#### Your tasks:
a: In the D&D blog post, retype the passage from "Friday, January 8, 2010" up to and including "my own possession.".
b: According to the D&D blog post, how old was the writer when they started submitting adventure ideas to Dungeon?
c: Carry on writing the D&D blog post from the point where it stops.

#### Exercise passage:
────────

Friday, January 8, 2010

A slightly less long time ago...

As my gaming continued, I started buying AD&D material. But it always seemed like Mike, my best friend and partner in all things D&D, had more. He had the subscriptions to Dragon and later Dungeon magazines. He got the Forgotten Realms campaign setting (in the gray box). But I was always borrowing his stuff. I was the one who wrote to both periodicals requesting the submission guidelines. I was the one who wrote 'The Ecology of...' articles that never left my own possession.

In 1990, at the ripe old age of 16, I started submitting adventure ideas to Dungeon. Turns out, most of them weren't very good. I still think that the general plot hook that formed the basis for each of those ideas was good, but my ability to turn those plot hooks into gripping 1-2 page submission letters was sorely lacking.

────────

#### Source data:
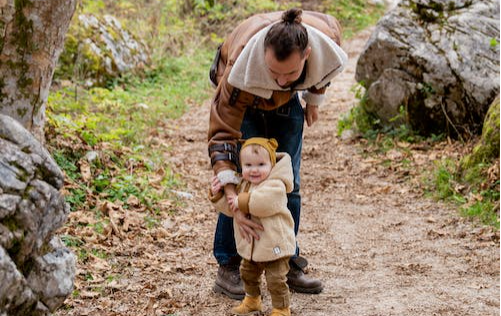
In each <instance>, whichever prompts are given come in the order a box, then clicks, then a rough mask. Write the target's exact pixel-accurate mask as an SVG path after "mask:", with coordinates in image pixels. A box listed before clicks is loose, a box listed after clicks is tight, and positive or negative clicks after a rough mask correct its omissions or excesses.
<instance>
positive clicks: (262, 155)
mask: <svg viewBox="0 0 501 316" xmlns="http://www.w3.org/2000/svg"><path fill="white" fill-rule="evenodd" d="M240 163H241V165H242V178H244V180H247V181H249V182H250V183H252V184H259V183H261V182H263V181H264V180H266V178H268V175H269V174H270V172H271V168H272V166H271V161H270V155H269V154H268V152H267V151H266V149H264V148H262V147H259V149H257V150H256V149H255V148H253V146H247V147H245V148H244V149H242V151H241V152H240Z"/></svg>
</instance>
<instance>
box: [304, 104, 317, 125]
mask: <svg viewBox="0 0 501 316" xmlns="http://www.w3.org/2000/svg"><path fill="white" fill-rule="evenodd" d="M304 117H305V119H306V124H308V127H310V126H312V125H313V124H314V123H315V122H316V121H317V120H318V105H313V104H306V109H305V113H304Z"/></svg>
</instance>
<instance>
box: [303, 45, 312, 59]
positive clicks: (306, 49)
mask: <svg viewBox="0 0 501 316" xmlns="http://www.w3.org/2000/svg"><path fill="white" fill-rule="evenodd" d="M310 53H311V46H308V48H306V49H305V50H304V57H303V59H308V57H310Z"/></svg>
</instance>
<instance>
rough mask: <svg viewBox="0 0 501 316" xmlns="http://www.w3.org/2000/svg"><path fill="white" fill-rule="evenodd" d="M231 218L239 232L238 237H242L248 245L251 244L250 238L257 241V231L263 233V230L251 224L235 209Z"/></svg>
mask: <svg viewBox="0 0 501 316" xmlns="http://www.w3.org/2000/svg"><path fill="white" fill-rule="evenodd" d="M233 217H234V218H235V222H237V225H238V230H239V231H240V235H242V237H243V238H245V240H247V242H248V243H250V242H251V237H253V238H255V239H257V240H259V235H258V233H257V231H258V230H260V231H263V230H264V228H263V226H261V225H260V224H258V223H255V222H253V221H252V220H251V219H249V218H247V216H245V214H244V213H242V211H241V210H239V209H237V210H236V211H235V212H234V213H233Z"/></svg>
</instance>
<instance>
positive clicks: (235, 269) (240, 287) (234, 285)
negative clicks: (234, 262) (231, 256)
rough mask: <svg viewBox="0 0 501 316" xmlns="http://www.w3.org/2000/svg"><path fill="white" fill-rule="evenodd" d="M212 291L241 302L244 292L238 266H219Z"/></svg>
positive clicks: (243, 295)
mask: <svg viewBox="0 0 501 316" xmlns="http://www.w3.org/2000/svg"><path fill="white" fill-rule="evenodd" d="M213 290H214V292H216V293H221V294H224V295H226V296H228V297H230V298H232V299H234V300H242V299H243V298H244V296H245V292H244V286H243V283H242V279H240V271H239V270H238V266H234V265H225V266H219V268H218V269H217V277H216V282H215V284H214V288H213Z"/></svg>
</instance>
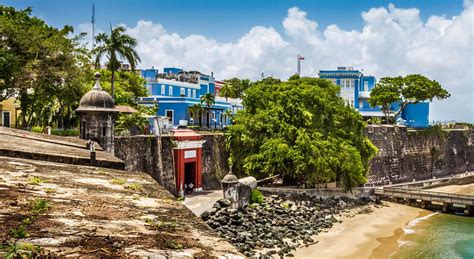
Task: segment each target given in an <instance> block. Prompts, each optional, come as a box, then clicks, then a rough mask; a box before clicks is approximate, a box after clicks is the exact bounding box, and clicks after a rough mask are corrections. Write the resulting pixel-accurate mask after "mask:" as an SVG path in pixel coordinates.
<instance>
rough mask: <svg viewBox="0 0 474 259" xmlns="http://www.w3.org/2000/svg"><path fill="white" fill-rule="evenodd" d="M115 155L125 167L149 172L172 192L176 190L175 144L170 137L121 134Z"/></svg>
mask: <svg viewBox="0 0 474 259" xmlns="http://www.w3.org/2000/svg"><path fill="white" fill-rule="evenodd" d="M115 156H116V157H118V158H120V159H122V160H123V161H124V162H125V169H126V170H127V171H132V172H145V173H148V174H149V175H151V176H152V177H153V179H155V180H156V181H157V182H159V183H160V184H161V185H163V186H164V187H165V188H166V189H167V190H169V191H170V192H171V193H175V191H176V181H175V174H174V163H173V144H172V142H171V138H170V137H162V138H161V141H158V138H157V137H155V136H120V137H116V138H115Z"/></svg>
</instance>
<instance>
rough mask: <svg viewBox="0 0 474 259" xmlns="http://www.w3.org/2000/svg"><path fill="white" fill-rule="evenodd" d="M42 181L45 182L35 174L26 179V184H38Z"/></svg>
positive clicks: (31, 184) (45, 180)
mask: <svg viewBox="0 0 474 259" xmlns="http://www.w3.org/2000/svg"><path fill="white" fill-rule="evenodd" d="M44 182H46V180H44V179H43V178H41V177H36V176H33V177H31V178H30V179H29V180H28V184H31V185H40V184H42V183H44Z"/></svg>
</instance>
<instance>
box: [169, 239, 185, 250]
mask: <svg viewBox="0 0 474 259" xmlns="http://www.w3.org/2000/svg"><path fill="white" fill-rule="evenodd" d="M165 246H166V247H167V248H169V249H175V250H177V249H183V248H184V245H183V244H181V243H178V242H176V241H173V240H166V241H165Z"/></svg>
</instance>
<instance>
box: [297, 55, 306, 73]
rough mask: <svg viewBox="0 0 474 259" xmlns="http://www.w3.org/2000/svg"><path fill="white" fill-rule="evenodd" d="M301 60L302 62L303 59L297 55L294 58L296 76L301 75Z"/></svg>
mask: <svg viewBox="0 0 474 259" xmlns="http://www.w3.org/2000/svg"><path fill="white" fill-rule="evenodd" d="M301 60H304V57H303V56H301V55H300V54H298V55H297V56H296V74H298V75H299V76H300V75H301Z"/></svg>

────────

#### Results of the exercise:
a:
Friday, January 8, 2010

A slightly less long time ago...

As my gaming continued, I started buying AD&D material. But it always seemed like Mike, my best friend and partner in all things D&D, had more. He had the subscriptions to Dragon and later Dungeon magazines. He got the Forgotten Realms campaign setting (in the gray box). But I was always borrowing his stuff. I was the one who wrote to both periodicals requesting the submission guidelines. I was the one who wrote 'The Ecology of...' articles that never left my own possession.

b: 16

c:
And then six or eight submissions (and 18 months) later came To Win Boriscalion. TWB was a single player v. DM adventure for a 2-3 level fighter. The gist was that the fighter got a tip that the boarded-up manor on the hill was no longer being guarded by the city, effectively freeing it to be looted by whoever chose to try. The manor was the home of a merchant family who made their fortune in the lumber trade. The patriarch of the family was in possession of a sword that had a particular taste for orc blood. The orcs wouldn't attack the wielder of Boriscalion so he was able to start a logging operation in their forest; he grew wealthy and only more greedy. The family's fortunes rose and then fell, leaving nothing but the abandoned manor and a rumor of a magical sword inside.

Following that submission, the reply from Dungeon wasn't the standard rejection letter, but a letter telling me that they were interested in seeing the completed manuscript. Wow!

But why? Why try to submit anyway? Why, to be published, of course. To see my name in lights, or at least in a magazine that brought me a lot of enjoyment. And for some reason (laughable still to this day), I thought that the money was pretty exciting. "You mean to tell me that they will pay me $0.04 per word for up to 2500 words for an adventure that I'd probably write anyway? You're kidding, right?!"

Once the initial excitement wore off, it was time to get to work...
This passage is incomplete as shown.